**What you are asked to do**
Rewrite the records below, replacing every occurrence of "largest circle" with "biggest circle" and leaving everything else unchanged.

------ Input material ------

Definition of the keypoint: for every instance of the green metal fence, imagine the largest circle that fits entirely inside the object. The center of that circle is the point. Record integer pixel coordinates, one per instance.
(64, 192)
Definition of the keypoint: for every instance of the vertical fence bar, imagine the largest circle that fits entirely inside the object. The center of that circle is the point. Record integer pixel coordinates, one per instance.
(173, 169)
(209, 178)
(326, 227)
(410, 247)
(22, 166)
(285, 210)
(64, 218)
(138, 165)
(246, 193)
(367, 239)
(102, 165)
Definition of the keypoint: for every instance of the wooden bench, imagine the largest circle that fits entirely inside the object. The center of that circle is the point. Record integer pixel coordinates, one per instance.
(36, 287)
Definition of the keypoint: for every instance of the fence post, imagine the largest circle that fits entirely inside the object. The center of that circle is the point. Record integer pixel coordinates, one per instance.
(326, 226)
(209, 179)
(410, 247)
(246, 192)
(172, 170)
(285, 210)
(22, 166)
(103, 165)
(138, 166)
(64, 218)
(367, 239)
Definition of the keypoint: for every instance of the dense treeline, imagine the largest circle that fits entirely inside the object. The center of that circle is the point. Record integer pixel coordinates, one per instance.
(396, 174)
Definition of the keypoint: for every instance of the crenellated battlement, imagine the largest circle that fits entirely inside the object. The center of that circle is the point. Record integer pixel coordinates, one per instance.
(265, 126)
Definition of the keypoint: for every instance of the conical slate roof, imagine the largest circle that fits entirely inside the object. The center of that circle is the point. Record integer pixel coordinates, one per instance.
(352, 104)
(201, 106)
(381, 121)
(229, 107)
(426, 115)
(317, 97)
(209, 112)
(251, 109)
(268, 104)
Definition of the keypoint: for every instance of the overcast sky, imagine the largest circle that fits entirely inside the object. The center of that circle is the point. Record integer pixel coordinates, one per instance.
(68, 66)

------

**The output**
Definition of the keypoint: for every instance of the green metal fence, imagine the biggest circle that fits entirely inside the object. The center of that circle is the point. Record integer pixel coordinates, one per instance.
(64, 192)
Definition of the keypoint: for every instance of the vertical fence bar, imagine the biggest circle that fits entirely inside the object. The center of that circle is the point. Record integer pixel coordinates, one per instance.
(173, 169)
(209, 178)
(326, 227)
(410, 247)
(22, 166)
(285, 210)
(64, 218)
(138, 165)
(246, 193)
(367, 239)
(102, 165)
Definition of the keypoint: for every instance of the wooden bench, imagine the biggest circle that fits entirely inside the object. The center of that circle is the point. Record integer pixel coordinates, one per instance.
(36, 287)
Definition of the keypoint: for every instance of the fence post, imagine the biggest circle that fits entirely inside the object. The center of that circle is the point. Record integer pixel coordinates, one per instance.
(326, 226)
(209, 179)
(410, 247)
(246, 192)
(172, 170)
(285, 210)
(22, 166)
(103, 165)
(138, 166)
(64, 218)
(367, 239)
Definition of the keypoint: for every instance of the dense treeline, imagine the biggest circle that fits entirely inside the object. The center of that circle is the point. Record integer pixel coordinates, one per instance.
(396, 174)
Definition of the keypoint: for every instance of the crenellated battlement, imagine the biggest circle that fits entirely inside the object. The center of that circle is the point. Record integer pixel coordinates, one per instance.
(265, 126)
Definition of the keypoint: for every instance of the conical slate roof, imagine the biggest circle that fits entirely inside the object. The center of that circle is the point. Record integer pixel coordinates, one per instance.
(352, 104)
(201, 106)
(381, 121)
(229, 107)
(426, 115)
(317, 97)
(209, 112)
(251, 109)
(268, 104)
Definition of the keypoint: for every instance of the overcast sky, imagine the biggest circle that fits entirely inside the object. The center of that circle is the point. Record integer pixel coordinates, one per instance.
(68, 66)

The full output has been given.